> **Task directions**:
In the hockey shootout article below, what made the difference on Doan's goal, according to Andersen? Explain in one to three sentences.

> **Source passage**:
------------------------

But when Arizona Coyotes coach Dave Tippett called his captain's name in the fourth round of the tiebreaker Saturday, Doan used what he called "my exploding stick shot" to score a one-of-a-kind goal.

Doan broke his stick on his attempted shot, but the blade flew up and over the shoulder of distracted goalie Frederick Andersen while the puck slid inside the post to give the Coyotes a 2-1 win against the Anaheim Ducks.

"I've been using that shot a lot in regular games here. Usually the puck explodes when I try to touch it," said a sarcastic Doan, who has scored all seven of his goals this season on the road. "I was trying to go five-hole and shoot it quicker. It probably would have hit (Andersen) right in the pads if it hadn't broken my blade. I looked at my stick and I couldn't believe it and then I saw the puck in the net out of corner of my eye and I didn't know if it counted or what.

"I was excited when I figured out it was good."

Andersen made 28 saves and stopped Mikkel Boedker, Sam Gagner and Antoine Vermette before Doan's sleight of stick. Andersen said he reacted to the flying blade, which went over his shoulder and the net, for a split-second and that made the difference.

"Too bad you don't get a save for saving the blade," he said.

Doan is now 17-for-37 in his career in shootouts (32.4 percent), but this goal was his first since he scored against the Minnesota Wild on March 8, 2012.

"He didn't show me that move in practice. If he had, maybe I would have used him a little more," Tippett said. "I've been in this game a long time, seen a lot of things, [but I've] never seen that before. You couldn't do it again if you tried a thousand times."

------------------------

> **Data under study**:
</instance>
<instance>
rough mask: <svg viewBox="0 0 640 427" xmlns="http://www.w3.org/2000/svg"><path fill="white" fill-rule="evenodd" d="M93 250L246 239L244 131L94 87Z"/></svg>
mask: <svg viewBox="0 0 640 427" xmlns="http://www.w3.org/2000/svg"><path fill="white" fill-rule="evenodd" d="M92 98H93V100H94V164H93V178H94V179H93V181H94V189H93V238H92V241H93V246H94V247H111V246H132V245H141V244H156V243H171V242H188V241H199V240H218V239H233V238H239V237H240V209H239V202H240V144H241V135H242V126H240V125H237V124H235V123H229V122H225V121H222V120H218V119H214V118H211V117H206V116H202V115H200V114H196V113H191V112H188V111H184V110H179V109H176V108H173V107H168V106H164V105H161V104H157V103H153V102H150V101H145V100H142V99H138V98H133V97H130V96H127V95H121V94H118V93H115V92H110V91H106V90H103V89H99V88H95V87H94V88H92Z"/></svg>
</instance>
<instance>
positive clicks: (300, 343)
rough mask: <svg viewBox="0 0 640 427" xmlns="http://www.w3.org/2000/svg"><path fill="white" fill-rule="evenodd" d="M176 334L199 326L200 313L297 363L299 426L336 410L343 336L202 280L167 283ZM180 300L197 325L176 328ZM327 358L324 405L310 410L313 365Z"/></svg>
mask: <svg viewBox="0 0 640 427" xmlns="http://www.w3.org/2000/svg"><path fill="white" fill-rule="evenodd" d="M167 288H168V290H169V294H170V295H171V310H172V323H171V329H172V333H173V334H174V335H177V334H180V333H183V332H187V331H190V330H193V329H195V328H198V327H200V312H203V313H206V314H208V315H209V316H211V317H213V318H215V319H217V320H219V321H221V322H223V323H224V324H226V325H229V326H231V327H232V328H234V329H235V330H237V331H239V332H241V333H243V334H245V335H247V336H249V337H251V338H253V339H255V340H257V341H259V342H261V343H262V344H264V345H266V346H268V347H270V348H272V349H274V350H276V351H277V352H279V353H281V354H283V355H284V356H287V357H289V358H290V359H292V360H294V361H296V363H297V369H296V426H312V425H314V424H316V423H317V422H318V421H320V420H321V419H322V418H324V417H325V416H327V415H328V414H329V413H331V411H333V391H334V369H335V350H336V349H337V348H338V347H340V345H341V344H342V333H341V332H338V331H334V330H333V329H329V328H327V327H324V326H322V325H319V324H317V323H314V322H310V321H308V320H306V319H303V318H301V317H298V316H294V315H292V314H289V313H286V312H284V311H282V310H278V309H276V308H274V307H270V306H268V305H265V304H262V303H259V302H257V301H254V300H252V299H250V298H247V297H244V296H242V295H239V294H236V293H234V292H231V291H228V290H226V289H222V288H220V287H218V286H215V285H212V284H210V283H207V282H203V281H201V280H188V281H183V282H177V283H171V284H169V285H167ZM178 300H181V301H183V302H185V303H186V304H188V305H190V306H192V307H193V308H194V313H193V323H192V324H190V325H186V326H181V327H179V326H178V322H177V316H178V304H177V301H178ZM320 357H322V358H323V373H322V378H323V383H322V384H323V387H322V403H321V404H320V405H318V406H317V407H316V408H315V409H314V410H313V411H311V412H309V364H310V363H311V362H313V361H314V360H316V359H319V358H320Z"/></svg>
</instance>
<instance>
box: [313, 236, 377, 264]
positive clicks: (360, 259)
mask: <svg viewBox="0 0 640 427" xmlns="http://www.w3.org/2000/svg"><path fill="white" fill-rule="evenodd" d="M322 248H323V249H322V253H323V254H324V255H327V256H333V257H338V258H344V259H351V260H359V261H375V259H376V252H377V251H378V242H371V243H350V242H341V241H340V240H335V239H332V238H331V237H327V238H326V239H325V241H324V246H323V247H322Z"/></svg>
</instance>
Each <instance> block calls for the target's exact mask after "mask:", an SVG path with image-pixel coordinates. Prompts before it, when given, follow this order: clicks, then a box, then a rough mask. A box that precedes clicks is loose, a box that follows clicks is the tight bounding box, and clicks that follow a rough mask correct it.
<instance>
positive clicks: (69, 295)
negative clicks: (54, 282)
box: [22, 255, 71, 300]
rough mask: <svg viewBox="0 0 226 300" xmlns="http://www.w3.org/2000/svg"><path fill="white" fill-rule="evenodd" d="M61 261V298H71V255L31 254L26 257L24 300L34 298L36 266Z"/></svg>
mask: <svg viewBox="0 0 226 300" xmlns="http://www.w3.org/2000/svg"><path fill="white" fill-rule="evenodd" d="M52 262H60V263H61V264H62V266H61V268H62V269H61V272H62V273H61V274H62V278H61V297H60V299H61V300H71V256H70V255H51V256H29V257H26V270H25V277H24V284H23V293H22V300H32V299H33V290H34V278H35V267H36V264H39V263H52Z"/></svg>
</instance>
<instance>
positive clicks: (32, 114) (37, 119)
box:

------------------------

> **Task solution**:
When Doan's stick broke, the blade flew up and over Andersen's shoulder. Andersen reacted to the flying blade for a split second, and he said that made the difference. Meanwhile, the puck slid inside the post.